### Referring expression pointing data
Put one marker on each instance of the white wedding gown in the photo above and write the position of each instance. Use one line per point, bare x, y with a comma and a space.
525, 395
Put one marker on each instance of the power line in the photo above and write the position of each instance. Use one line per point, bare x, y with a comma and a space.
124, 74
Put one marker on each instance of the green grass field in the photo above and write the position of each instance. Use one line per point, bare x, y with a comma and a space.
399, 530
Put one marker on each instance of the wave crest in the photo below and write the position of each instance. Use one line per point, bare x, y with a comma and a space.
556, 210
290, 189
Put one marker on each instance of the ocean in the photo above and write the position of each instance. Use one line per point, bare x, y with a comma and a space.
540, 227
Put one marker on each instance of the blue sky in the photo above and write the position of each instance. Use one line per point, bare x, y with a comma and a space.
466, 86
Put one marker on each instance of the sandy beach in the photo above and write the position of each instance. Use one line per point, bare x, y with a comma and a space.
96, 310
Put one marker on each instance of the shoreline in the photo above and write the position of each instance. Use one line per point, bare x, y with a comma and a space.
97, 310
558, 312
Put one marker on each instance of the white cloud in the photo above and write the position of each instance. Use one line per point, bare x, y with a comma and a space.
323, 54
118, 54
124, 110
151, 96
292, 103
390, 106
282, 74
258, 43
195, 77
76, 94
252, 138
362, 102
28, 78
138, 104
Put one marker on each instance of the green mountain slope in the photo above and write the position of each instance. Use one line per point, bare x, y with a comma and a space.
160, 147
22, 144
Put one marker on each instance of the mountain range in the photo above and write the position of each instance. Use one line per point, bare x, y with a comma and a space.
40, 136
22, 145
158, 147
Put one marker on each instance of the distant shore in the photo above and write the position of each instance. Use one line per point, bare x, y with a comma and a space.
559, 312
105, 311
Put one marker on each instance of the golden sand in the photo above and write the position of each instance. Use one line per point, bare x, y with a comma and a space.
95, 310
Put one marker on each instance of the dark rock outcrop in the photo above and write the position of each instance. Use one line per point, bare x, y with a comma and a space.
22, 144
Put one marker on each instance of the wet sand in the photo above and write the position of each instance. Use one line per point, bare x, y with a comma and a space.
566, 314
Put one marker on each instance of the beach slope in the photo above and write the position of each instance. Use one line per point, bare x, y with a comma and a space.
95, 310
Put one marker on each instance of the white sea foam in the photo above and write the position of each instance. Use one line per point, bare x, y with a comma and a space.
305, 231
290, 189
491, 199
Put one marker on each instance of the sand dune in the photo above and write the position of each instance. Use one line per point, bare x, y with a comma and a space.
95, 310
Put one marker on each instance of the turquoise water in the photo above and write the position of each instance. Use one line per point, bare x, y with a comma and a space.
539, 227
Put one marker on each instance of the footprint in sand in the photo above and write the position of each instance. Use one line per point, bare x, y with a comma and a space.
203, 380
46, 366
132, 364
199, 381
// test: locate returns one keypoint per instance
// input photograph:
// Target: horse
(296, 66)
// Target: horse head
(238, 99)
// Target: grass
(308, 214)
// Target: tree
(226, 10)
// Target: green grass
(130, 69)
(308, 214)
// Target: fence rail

### What the task requires
Find where "Target: horse head" occurs in the data, and please write out that line through the last line exactly, with nothing else.

### Expected answer
// Target: horse head
(238, 99)
// Target: grass
(308, 214)
// Target: tree
(226, 10)
// Target: green grass
(130, 69)
(308, 214)
// Target: fence rail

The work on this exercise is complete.